* TEXT SECTION *
----------
Following the work of Layish and Hallaq, Baudouin Dupret argues that the nineteenth century was a breaking point for Egypt and other jurisdictions in the Muslim world. Through a process he calls the "positivization of the law," the modern state in this period used codes to "completely and systematically organize the world, societies, and men."[9] The introduction of positive law marked an epistemic shift in the sharīʿa where the jurists’ role in forming the law was systematically removed. National codes were implemented whose ideological roots and content were alien to the legal and social fabric of the Muslim world. For Talal Asad, positive law signified the rise of secularism, creating a division between secular public law and religious morality limited to the private sphere.[10] As a result, the sharīʿa, as it operated in the pre-modern period, succumbed to the expanding modern state.[11]
Other research has modified the jurist-centered approach to the sharīʿa. While accepting that the modern state is critical to understanding the nineteenth century’s legal developments, revisionist scholars argue that the state’s increased role in shaping the law has not interrupted the functioning of the sharīʿa. For example, Khaled Fahmy suggests that focusing on jurists leaves out the vital place law created by the political authority (siyāsa) occupied in the pre-modern Islamic system.[12] The state assuming a more dominant position by introducing codes in the second half of the nineteenth century indicated change but not a divergence from the past.
----------
* DATA PROVIDED *
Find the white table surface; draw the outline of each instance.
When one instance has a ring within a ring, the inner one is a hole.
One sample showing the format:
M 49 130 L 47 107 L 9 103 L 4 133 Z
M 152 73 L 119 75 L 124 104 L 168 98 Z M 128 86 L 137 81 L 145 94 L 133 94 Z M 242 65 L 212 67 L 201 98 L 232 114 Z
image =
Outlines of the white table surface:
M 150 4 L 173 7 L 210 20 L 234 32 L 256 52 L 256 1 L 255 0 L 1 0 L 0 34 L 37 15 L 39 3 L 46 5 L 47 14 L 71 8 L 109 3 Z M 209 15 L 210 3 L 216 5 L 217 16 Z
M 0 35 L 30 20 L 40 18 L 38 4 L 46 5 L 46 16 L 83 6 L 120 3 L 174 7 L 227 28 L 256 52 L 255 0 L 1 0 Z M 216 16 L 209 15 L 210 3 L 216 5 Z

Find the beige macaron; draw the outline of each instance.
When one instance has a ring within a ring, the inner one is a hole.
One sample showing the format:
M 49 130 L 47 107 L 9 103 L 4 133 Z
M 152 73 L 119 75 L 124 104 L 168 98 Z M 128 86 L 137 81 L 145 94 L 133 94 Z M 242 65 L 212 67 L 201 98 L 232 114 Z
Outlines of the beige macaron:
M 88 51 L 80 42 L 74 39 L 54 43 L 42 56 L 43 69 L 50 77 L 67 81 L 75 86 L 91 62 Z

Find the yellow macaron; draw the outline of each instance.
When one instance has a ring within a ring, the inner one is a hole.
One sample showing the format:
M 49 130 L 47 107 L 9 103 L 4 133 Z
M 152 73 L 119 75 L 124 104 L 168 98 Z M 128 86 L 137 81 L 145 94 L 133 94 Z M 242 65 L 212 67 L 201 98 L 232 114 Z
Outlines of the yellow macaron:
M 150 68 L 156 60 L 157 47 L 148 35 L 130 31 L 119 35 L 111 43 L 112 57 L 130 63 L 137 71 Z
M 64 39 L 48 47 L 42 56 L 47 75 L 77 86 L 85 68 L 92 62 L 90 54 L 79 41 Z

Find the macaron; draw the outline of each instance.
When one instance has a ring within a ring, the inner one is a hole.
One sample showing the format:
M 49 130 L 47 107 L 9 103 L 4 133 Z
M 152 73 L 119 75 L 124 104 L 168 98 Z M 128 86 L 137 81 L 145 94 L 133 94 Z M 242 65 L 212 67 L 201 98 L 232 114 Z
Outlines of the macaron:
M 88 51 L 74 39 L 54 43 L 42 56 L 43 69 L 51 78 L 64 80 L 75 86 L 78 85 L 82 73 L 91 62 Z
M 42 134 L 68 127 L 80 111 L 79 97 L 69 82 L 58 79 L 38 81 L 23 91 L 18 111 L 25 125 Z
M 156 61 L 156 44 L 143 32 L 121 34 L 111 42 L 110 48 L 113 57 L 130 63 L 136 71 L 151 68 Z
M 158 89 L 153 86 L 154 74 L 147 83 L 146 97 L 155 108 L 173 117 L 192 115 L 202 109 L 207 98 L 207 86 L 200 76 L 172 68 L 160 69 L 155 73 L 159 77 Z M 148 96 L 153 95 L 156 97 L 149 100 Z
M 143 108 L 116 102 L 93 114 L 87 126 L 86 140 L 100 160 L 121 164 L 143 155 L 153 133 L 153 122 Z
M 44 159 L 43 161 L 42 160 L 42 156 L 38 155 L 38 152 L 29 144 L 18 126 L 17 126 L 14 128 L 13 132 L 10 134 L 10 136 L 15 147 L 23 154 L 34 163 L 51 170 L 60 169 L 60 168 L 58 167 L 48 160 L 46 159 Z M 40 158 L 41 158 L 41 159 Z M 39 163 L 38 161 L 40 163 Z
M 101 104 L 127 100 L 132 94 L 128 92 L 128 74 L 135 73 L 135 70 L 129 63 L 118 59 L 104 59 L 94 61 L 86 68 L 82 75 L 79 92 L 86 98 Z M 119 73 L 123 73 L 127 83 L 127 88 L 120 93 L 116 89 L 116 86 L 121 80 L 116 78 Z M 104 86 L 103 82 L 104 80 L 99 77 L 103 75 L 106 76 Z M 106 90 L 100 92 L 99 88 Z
----------
* WORK INSTRUCTIONS *
#1 Using the text on the positivization of the law, answer each question below on its own line.
(a) What does Baudouin Dupret call the process by which the modern state used codes to organize the world?
(b) According to Talal Asad, what did positive law signify?
(c) According to Khaled Fahmy, what does focusing on jurists leave out?
#2 Put the part of the entries that opens with their first line and closes with the line containing "M 0 35 L 30" into a JSON list of strings, one string per line, leaving out blank lines.

* THE REPLIES *
#1
(a) The "positivization of the law."
(b) The rise of secularism, creating a division between secular public law and religious morality limited to the private sphere.
(c) The vital place that law created by the political authority (siyāsa) occupied in the pre-modern Islamic system.

#2
[
  "Find the white table surface; draw the outline of each instance.",
  "When one instance has a ring within a ring, the inner one is a hole.",
  "One sample showing the format:",
  "M 49 130 L 47 107 L 9 103 L 4 133 Z",
  "M 152 73 L 119 75 L 124 104 L 168 98 Z M 128 86 L 137 81 L 145 94 L 133 94 Z M 242 65 L 212 67 L 201 98 L 232 114 Z",
  "image =",
  "Outlines of the white table surface:",
  "M 150 4 L 173 7 L 210 20 L 234 32 L 256 52 L 256 1 L 255 0 L 1 0 L 0 34 L 37 15 L 39 3 L 46 5 L 47 14 L 71 8 L 109 3 Z M 209 15 L 210 3 L 216 5 L 217 16 Z",
  "M 0 35 L 30 20 L 40 18 L 38 4 L 46 5 L 46 16 L 83 6 L 120 3 L 174 7 L 227 28 L 256 52 L 255 0 L 1 0 Z M 216 16 L 209 15 L 210 3 L 216 5 Z"
]